REQUIRED WORK:
In the data below, find each line containing the string "Task" and return it.

....................

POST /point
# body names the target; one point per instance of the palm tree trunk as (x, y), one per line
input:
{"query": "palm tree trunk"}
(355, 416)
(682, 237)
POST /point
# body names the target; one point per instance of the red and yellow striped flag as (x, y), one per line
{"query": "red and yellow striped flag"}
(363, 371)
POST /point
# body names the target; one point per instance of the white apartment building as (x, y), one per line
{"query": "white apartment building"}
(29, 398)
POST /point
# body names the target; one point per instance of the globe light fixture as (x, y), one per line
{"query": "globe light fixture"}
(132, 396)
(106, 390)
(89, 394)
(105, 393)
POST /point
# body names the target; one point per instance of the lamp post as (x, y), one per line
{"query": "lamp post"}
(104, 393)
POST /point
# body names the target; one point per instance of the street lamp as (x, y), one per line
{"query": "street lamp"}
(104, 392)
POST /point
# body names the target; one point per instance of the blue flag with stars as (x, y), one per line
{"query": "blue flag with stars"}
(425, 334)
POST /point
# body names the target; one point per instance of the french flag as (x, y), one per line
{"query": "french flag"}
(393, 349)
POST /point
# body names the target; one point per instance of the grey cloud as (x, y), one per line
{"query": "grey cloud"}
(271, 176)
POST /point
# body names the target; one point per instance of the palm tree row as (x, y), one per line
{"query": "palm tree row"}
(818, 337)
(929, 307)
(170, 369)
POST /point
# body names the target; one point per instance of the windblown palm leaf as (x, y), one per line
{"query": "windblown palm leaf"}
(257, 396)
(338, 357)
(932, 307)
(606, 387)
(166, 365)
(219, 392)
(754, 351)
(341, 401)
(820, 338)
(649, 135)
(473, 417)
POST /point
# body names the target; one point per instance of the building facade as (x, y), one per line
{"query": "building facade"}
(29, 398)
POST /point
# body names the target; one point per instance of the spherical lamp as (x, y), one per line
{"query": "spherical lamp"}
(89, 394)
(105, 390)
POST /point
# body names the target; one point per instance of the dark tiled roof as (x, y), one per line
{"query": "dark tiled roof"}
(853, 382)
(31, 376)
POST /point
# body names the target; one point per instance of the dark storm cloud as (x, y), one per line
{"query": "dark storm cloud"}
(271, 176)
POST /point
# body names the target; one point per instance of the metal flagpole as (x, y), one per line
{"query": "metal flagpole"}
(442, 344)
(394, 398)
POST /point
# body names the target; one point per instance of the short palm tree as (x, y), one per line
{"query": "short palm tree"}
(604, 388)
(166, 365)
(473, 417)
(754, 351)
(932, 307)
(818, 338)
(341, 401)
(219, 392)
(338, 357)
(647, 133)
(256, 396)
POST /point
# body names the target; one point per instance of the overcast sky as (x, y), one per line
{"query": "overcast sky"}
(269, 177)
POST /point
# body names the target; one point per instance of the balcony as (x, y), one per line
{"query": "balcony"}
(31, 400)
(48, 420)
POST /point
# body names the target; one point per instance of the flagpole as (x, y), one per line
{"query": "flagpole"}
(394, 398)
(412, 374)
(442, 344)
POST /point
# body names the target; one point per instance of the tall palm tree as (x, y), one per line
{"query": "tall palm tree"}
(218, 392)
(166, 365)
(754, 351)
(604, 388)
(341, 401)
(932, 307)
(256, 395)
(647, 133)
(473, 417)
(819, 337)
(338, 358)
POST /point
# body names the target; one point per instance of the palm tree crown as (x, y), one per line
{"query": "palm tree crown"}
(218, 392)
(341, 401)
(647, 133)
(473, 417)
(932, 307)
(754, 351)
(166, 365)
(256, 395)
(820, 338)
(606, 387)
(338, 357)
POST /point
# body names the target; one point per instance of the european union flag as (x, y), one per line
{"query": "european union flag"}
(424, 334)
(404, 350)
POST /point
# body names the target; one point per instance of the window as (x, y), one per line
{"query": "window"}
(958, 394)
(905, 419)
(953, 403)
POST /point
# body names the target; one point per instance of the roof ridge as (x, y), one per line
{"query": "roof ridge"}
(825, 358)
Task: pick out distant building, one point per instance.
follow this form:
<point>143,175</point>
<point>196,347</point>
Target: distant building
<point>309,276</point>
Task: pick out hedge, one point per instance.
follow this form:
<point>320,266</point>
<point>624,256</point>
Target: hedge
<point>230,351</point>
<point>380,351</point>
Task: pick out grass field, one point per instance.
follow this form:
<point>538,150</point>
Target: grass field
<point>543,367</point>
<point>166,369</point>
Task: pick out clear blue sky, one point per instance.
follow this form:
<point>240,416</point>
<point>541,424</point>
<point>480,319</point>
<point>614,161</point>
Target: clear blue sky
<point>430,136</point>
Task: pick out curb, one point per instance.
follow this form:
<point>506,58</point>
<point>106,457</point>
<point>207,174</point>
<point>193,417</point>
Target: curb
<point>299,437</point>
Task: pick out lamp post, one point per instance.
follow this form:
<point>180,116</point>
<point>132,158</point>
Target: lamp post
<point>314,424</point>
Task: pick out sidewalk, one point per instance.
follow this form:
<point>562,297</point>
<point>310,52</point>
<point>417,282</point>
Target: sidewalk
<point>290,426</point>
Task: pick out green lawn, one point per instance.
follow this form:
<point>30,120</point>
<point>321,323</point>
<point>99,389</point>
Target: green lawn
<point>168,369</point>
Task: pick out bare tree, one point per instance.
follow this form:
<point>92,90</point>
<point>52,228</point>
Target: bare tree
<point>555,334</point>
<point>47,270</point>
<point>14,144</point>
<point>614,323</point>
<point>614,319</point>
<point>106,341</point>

....................

ANSWER BOX:
Task: pick out distant building, one point per instance.
Task: pick out hedge, one point per instance.
Task: pick out grass field, one point per instance.
Task: pick out clear blue sky, one point per instance.
Task: pick out curb, one point per instance.
Task: pick out lamp post, one point per instance.
Task: pick out sidewalk, one point per instance.
Task: pick out green lawn, one point per instance.
Task: pick out bare tree, one point per instance.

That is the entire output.